*** Begin section ***

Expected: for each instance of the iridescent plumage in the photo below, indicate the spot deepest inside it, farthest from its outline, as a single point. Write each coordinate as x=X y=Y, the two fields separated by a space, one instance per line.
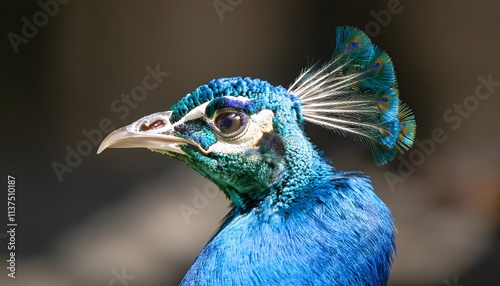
x=356 y=94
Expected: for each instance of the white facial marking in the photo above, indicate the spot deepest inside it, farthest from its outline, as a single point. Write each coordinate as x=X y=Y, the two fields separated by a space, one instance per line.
x=258 y=124
x=196 y=113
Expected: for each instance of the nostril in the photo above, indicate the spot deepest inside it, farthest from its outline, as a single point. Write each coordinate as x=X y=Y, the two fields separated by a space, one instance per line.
x=154 y=125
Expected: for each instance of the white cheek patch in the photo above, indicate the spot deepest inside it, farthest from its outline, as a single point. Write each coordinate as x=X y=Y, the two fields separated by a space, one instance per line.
x=258 y=124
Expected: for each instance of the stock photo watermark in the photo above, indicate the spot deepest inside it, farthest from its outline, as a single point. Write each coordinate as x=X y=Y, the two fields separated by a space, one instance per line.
x=48 y=9
x=453 y=116
x=200 y=201
x=223 y=6
x=121 y=107
x=122 y=277
x=11 y=226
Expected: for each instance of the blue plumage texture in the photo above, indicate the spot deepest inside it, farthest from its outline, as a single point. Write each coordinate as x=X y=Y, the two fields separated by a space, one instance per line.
x=295 y=220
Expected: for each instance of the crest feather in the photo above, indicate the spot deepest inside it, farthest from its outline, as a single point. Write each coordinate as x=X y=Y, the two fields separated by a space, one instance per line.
x=356 y=95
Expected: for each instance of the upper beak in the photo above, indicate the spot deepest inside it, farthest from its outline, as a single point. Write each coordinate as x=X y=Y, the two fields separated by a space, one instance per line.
x=154 y=132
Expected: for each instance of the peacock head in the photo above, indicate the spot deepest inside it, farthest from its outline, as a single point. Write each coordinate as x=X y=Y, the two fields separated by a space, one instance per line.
x=246 y=135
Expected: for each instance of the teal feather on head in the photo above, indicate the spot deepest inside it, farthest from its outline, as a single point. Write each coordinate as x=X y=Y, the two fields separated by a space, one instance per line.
x=356 y=94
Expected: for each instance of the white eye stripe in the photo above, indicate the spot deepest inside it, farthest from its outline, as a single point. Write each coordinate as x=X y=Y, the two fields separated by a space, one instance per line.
x=199 y=111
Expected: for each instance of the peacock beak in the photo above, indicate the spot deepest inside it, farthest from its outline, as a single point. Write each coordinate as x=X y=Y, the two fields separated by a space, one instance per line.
x=154 y=132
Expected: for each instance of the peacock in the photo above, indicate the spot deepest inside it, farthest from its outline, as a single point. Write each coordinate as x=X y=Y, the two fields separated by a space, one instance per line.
x=294 y=218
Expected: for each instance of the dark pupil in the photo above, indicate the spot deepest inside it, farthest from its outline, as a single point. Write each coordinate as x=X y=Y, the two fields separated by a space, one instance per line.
x=229 y=122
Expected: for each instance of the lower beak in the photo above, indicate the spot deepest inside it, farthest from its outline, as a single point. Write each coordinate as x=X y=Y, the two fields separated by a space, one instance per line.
x=153 y=132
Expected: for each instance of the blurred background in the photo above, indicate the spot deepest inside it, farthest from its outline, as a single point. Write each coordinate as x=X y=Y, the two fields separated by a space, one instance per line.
x=114 y=219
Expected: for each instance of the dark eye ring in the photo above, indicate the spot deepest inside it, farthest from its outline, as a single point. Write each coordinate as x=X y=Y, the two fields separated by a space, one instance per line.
x=229 y=122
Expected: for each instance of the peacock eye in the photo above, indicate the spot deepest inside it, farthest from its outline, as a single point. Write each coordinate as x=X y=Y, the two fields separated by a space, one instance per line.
x=229 y=122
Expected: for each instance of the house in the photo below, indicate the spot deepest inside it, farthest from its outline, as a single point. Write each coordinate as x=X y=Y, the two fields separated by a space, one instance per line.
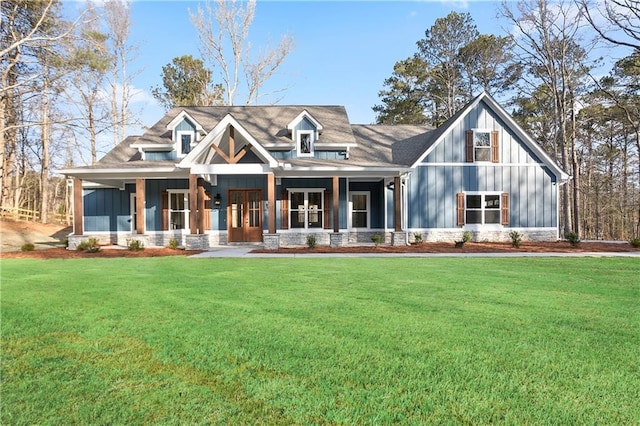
x=206 y=176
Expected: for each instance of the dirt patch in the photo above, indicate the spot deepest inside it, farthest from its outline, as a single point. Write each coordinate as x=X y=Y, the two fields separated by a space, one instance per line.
x=48 y=239
x=482 y=247
x=13 y=234
x=63 y=253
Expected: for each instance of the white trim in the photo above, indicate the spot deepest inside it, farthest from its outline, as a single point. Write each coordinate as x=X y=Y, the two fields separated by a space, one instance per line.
x=306 y=209
x=292 y=124
x=180 y=117
x=483 y=226
x=368 y=210
x=299 y=152
x=204 y=145
x=178 y=142
x=185 y=193
x=511 y=124
x=132 y=211
x=482 y=163
x=488 y=147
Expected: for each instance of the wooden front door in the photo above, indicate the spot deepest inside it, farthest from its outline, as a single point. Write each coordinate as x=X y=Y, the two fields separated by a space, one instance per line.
x=244 y=215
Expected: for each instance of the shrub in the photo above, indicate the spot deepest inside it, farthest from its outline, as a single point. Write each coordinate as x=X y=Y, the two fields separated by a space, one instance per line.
x=135 y=245
x=90 y=245
x=311 y=241
x=516 y=238
x=573 y=238
x=28 y=247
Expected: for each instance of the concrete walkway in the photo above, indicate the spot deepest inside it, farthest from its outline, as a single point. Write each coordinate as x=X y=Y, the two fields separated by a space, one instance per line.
x=245 y=252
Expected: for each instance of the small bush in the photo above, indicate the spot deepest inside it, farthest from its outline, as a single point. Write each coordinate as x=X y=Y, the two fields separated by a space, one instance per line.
x=28 y=247
x=311 y=241
x=516 y=238
x=135 y=245
x=90 y=245
x=573 y=238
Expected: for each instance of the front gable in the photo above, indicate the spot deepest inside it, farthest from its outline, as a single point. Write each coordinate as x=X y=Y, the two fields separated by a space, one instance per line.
x=228 y=144
x=483 y=133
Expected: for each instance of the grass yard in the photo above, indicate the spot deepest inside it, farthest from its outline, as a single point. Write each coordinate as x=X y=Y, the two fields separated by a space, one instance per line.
x=321 y=341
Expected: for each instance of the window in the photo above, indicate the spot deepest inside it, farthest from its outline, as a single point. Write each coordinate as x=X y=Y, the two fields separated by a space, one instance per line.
x=483 y=209
x=482 y=145
x=306 y=209
x=305 y=143
x=360 y=209
x=178 y=209
x=185 y=141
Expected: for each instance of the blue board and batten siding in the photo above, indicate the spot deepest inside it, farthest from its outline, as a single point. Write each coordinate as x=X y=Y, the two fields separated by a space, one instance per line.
x=433 y=185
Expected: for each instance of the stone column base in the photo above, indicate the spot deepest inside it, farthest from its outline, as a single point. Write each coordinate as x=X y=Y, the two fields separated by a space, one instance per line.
x=196 y=242
x=399 y=238
x=271 y=241
x=338 y=239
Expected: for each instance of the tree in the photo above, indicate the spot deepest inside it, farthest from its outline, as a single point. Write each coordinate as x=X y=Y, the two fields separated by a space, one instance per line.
x=226 y=26
x=621 y=20
x=440 y=48
x=403 y=100
x=187 y=83
x=117 y=18
x=548 y=43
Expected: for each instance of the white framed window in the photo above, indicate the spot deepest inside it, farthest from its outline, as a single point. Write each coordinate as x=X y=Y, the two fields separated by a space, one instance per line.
x=307 y=208
x=482 y=145
x=178 y=209
x=482 y=209
x=360 y=206
x=305 y=143
x=184 y=142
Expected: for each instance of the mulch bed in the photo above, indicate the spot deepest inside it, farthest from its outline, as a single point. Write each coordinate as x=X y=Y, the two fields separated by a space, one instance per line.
x=537 y=247
x=532 y=247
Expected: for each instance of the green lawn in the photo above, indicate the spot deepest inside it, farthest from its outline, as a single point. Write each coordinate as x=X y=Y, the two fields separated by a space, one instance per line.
x=304 y=341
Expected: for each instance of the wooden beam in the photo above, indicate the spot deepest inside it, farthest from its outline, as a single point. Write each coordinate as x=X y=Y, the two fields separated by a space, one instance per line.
x=221 y=153
x=397 y=201
x=78 y=210
x=271 y=200
x=336 y=202
x=241 y=153
x=232 y=144
x=201 y=212
x=140 y=198
x=193 y=204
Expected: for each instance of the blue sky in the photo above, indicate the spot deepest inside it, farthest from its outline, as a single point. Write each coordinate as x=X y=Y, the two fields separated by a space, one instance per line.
x=343 y=50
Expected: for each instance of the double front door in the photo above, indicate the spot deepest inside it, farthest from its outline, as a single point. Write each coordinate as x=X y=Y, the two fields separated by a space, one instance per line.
x=244 y=215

*** End section ***

**How to complete this task:** What is needed is an exact copy of the line containing "Expected: for each instance of the wooden beam" and each line after it, through the final line of the entries above.

**Response box:**
Expected: for each instance of the wooden beam in the photo above, indicate the spot deepest inside it, farthest from its outline, as a single point. Write each coordinate as x=X y=Y, the two fields separated by a space, one instance per line.
x=221 y=153
x=397 y=201
x=78 y=210
x=271 y=200
x=336 y=202
x=241 y=153
x=232 y=144
x=201 y=212
x=140 y=198
x=193 y=204
Expected: for each instance of the blue sky in the photo above, indicate the spot deepest inside it, farthest from its outline, as a single point. Write each coordinate as x=X y=Y, the two fields separated by a space, one instance per line.
x=343 y=50
Expected: for each instance of the double front door in the photo above, indicate the spot deepest inside it, farthest from its outline, as a single point. Write each coordinate as x=X y=Y, the two fields separated by a space, one instance per line.
x=244 y=215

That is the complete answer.